29 May 2008

Post-doc in co-evolution of Darwin's finches and their parasites

And now for a little missive in the "if only I had two heads" category...

I don't think I've ever posted a job advert before, but this is just too brilliant to not. Arriving in my email in-box this morning from the indispensable EvolDir mailing list was this:
Co-evolution of Darwin's Finches and parasites

The Clayton Lab (darwin.biology.utah.edu) at the University of Utah in Salt Lake City is seeking a highly motivated postdoc for an NSF-funded project concerning Darwin's Finches and their parasites. The project, which is based in Utah and the Galapagos Islands, is at the interface of co-evolutionary ecology, immunology, behavior, and conservation biology. Although Darwin's Finches are one of the most famous examples of adaptive radiation, we know relatively little about the role of parasites and pathogens in their ecology, behavior and evolution. Unfortunately, finch populations have recently come under serious threat from the introduced tropical nest fly Philornis downsi. A better understanding of this parasite is urgently needed because of the danger it poses to these iconic birds. The overriding goals of this project are: 1) to conduct rigorous tests of the impact of P. downsi and other parasites on Darwin's Finches; and 2) to determine the ability of the finches to defend themselves against parasites. The project will focus on interactions between P. downsi and the Medium ground finch (Geospiza fortis) on Santa Cruz Island; however, we will also study interactions between other species of finches and their parasite communities. We hope that this work will help conservation biologists protect Darwin's Finches from invasive parasites and pathogens in the
future.

DATA SHOWN:
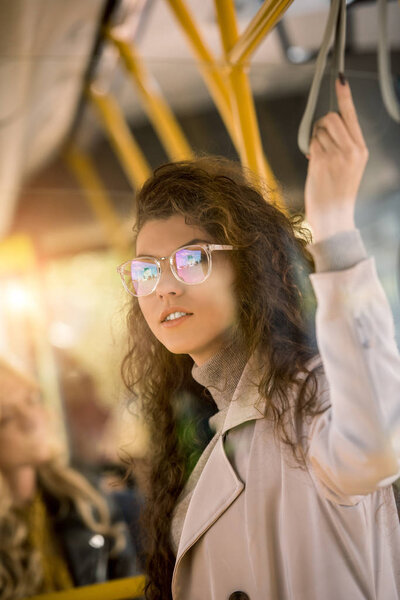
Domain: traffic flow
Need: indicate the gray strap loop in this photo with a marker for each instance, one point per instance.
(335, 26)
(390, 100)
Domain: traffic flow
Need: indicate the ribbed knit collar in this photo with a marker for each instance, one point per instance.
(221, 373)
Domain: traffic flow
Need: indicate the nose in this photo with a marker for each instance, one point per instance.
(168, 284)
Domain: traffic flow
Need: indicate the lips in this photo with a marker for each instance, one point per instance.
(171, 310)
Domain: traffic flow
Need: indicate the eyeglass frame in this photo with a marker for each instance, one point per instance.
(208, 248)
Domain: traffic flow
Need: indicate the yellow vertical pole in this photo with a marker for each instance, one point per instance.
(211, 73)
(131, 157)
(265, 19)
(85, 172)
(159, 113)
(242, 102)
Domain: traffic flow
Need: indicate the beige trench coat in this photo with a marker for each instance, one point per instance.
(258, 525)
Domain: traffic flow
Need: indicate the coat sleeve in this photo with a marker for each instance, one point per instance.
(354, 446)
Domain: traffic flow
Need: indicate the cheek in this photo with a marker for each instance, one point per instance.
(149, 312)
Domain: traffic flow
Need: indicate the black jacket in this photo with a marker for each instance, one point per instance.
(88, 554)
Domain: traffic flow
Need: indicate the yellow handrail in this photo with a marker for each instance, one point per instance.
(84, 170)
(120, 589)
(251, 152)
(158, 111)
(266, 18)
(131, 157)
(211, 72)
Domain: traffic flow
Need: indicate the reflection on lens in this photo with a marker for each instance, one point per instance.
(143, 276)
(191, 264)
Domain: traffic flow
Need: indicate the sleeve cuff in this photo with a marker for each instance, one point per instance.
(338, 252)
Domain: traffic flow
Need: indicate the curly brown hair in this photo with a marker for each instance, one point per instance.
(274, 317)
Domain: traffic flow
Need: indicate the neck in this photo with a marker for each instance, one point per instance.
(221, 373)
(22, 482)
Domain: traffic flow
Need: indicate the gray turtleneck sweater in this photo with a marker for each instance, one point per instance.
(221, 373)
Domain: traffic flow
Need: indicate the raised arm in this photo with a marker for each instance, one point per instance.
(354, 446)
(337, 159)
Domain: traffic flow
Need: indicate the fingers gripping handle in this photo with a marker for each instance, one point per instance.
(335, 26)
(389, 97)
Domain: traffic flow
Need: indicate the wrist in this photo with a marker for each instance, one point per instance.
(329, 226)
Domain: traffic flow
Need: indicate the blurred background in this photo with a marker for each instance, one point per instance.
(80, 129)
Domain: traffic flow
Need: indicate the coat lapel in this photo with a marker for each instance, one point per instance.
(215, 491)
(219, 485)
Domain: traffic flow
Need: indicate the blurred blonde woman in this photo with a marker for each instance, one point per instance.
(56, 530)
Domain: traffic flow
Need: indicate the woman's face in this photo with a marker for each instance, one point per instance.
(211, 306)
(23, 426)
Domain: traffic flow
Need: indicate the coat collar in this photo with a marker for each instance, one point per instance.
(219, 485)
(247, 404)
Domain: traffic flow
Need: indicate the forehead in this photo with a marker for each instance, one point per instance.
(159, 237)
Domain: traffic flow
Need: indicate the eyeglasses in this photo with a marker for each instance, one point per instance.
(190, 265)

...

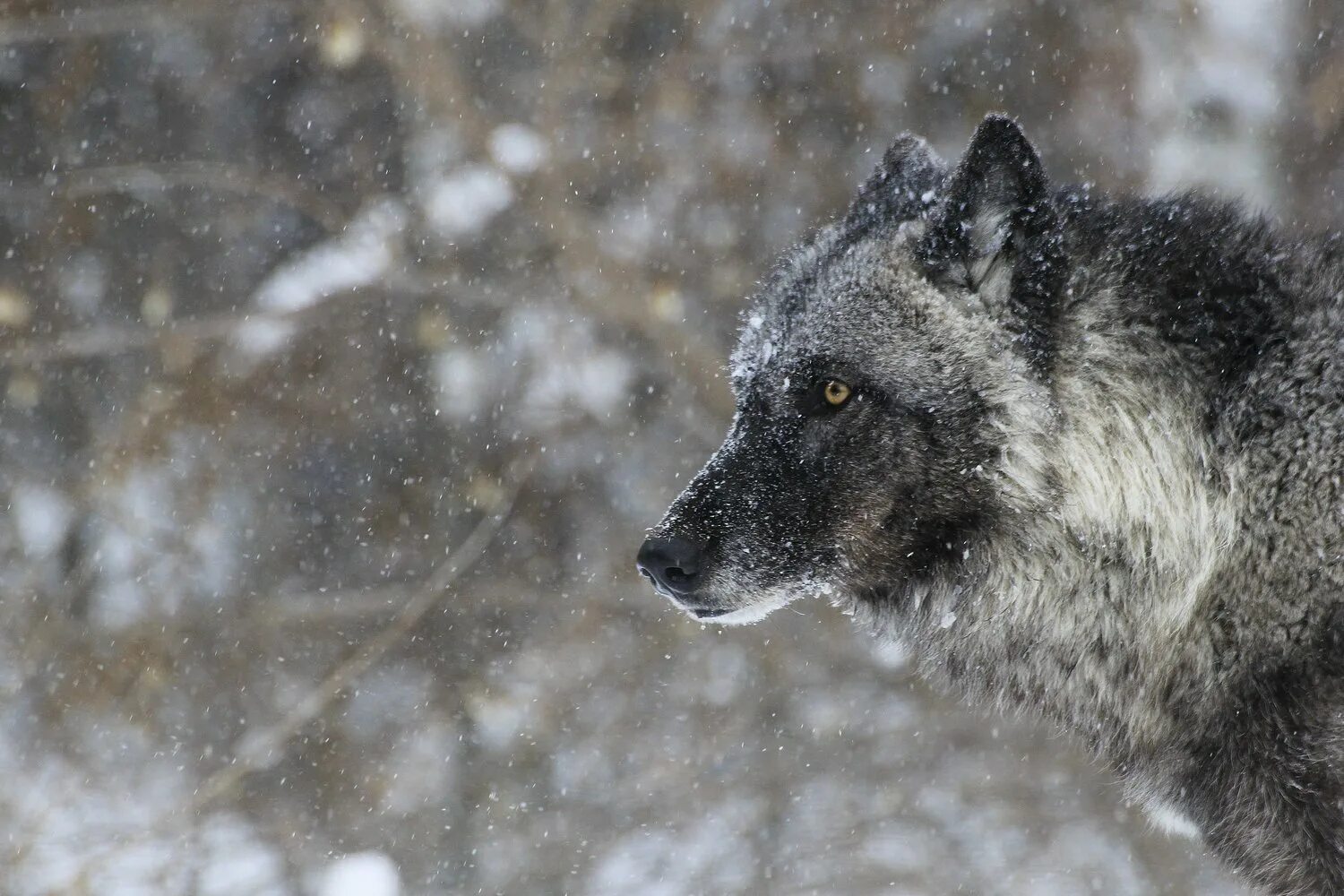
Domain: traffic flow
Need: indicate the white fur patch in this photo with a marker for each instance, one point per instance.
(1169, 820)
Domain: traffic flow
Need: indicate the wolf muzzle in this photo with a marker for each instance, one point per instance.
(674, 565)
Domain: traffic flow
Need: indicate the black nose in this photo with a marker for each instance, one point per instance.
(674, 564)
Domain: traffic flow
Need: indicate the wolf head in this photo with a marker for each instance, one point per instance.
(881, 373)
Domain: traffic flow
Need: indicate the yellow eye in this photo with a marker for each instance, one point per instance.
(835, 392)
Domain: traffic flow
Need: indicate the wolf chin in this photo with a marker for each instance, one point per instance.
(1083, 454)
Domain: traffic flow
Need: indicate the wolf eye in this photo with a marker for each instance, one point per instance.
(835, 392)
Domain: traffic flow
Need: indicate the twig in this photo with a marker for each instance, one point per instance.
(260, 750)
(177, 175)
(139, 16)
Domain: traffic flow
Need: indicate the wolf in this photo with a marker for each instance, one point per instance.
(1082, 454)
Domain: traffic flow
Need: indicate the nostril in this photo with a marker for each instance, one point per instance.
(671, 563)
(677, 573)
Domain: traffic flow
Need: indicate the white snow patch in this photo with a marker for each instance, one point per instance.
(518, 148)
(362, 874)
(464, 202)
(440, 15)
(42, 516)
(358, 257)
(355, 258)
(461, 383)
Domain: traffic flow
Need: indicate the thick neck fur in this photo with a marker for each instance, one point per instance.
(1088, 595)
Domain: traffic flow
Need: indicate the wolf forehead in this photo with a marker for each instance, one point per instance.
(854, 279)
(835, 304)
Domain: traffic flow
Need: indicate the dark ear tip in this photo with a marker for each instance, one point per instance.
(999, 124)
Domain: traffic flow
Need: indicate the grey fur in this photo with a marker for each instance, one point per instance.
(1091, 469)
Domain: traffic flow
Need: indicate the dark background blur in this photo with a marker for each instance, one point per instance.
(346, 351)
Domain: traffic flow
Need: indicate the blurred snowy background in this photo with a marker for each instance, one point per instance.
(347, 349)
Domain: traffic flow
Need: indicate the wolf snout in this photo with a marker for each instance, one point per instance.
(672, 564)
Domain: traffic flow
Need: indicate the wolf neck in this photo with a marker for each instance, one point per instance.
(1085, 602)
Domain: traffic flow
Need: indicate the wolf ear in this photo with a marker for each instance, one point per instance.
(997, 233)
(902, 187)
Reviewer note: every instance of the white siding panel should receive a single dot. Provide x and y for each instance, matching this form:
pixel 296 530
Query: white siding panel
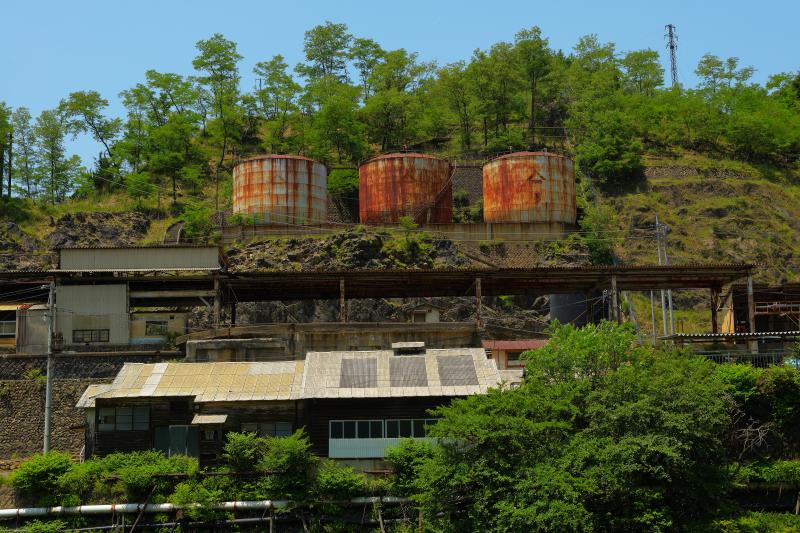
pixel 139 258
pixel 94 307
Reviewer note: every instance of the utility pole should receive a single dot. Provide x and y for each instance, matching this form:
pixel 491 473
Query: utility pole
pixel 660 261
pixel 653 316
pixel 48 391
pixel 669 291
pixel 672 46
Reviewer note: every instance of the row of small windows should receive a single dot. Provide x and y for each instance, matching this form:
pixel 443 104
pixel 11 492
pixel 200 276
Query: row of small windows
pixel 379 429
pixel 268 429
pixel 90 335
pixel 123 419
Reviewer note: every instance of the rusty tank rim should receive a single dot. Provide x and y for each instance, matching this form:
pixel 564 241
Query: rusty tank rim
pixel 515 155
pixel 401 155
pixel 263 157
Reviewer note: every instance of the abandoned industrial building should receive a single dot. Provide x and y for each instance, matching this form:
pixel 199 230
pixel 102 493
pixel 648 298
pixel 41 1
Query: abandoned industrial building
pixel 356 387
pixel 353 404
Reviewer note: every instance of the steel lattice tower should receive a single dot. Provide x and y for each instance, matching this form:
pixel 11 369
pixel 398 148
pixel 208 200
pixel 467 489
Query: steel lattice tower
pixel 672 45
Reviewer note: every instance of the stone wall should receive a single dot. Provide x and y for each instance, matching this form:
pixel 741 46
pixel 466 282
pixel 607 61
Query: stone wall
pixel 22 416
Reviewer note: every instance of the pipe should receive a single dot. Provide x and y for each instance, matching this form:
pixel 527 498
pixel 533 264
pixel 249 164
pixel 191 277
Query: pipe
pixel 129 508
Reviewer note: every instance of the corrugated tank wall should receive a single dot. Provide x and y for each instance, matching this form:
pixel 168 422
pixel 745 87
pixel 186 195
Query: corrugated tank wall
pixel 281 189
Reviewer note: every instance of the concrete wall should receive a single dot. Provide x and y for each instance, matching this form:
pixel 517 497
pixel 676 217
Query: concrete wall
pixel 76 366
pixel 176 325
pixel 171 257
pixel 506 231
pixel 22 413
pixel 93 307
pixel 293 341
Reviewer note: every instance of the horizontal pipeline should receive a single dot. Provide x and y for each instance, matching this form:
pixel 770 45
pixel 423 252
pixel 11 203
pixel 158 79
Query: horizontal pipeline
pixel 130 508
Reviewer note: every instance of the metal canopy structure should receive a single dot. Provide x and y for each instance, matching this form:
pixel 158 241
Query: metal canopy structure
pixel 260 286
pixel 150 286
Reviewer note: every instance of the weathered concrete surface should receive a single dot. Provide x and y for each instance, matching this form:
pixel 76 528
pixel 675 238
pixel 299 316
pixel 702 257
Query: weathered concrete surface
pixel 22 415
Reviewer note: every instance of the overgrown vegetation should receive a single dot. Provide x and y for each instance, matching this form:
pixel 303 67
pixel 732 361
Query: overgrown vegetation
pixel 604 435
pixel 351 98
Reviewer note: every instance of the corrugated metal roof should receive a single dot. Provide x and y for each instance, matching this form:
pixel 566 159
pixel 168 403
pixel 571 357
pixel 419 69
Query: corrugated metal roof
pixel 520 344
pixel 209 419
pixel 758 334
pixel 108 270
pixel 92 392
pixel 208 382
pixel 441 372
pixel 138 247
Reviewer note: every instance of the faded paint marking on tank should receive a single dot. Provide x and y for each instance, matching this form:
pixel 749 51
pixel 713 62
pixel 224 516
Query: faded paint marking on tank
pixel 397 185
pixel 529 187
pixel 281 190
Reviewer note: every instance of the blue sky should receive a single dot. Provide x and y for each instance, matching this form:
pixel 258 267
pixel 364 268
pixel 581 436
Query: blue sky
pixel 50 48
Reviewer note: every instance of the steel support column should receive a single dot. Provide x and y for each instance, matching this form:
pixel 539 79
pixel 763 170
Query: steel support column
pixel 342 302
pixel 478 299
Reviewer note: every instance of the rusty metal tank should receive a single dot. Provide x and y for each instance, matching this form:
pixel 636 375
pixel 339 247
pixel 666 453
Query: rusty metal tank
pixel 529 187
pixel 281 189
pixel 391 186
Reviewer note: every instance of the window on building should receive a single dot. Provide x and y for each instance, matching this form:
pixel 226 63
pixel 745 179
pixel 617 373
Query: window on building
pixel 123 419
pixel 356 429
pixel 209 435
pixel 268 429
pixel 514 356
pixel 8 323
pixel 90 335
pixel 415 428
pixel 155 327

PARTS OF THE EXERCISE:
**a.** In the post about the Darwin's finches postdoc advert, translate this sentence into Spanish: "Unfortunately, finch populations have recently come under serious threat from the introduced tropical nest fly Philornis downsi."
**b.** Answer these questions from the post about the Darwin's finches postdoc advert:
(i) Which mailing list delivered the advert to the writer's inbox?
(ii) In which city is the University of Utah located?
(iii) On which island will the study of the Medium ground finch and P. downsi take place?
**c.** Resume the post about the Darwin's finches postdoc advert, picking up right after its final sentence.

RESPONSE LIST:
**a.** Lamentablemente, las poblaciones de pinzones han sufrido recientemente una grave amenaza por parte de la mosca de nido tropical introducida Philornis downsi.

**b.**
(i) EvolDir
(ii) Salt Lake City
(iii) Santa Cruz Island

**c.**
The postdoctoral position is renewable annually for up to three years, depending on performance and funding. The salary starts at $35,000 per year, plus benefits. We are interested in candidates with experience working under physically demanding field conditions. A background in experimental design and statistical analysis is essential, and some experience with population or epidemiological modeling is a plus. Experience with birds and parasites/pathogens is desirable, but not essential. Strong communication skills and experience mentoring graduate and undergraduate students are also desirable. Proficiency in Spanish (spoken and written) is a definite plus.

To apply, send a single email file with the items listed below to Dr. Dale Clayton, c/o Alyssa Farley at: alyssafarley@bioscience.utah.edu
1) CV including info on publications, field experience, and analytical skills
2) One page statement of research interests and future goals
3) Names & contact info (incl telephone numbers) of 3-5 referees who are familiar with the applicant's past research and skills.

Review of applications will start in mid-June and continue until a suitable candidate is found. The position could start as early as August, 2008. The University of Utah is an Affirmative Action/Equal Opportunity Employer.

Dale H. Clayton, Ph.D.
Professor, Dept. of Biology, Univ. of Utah
257 South 1400 East
Salt Lake City, Utah 84112
Voice: 801-581-6482; Fax: 801-581-4668
To say that this is a rather fine opportunity for someone just finishing their PhD is just a wee bit of an understatement.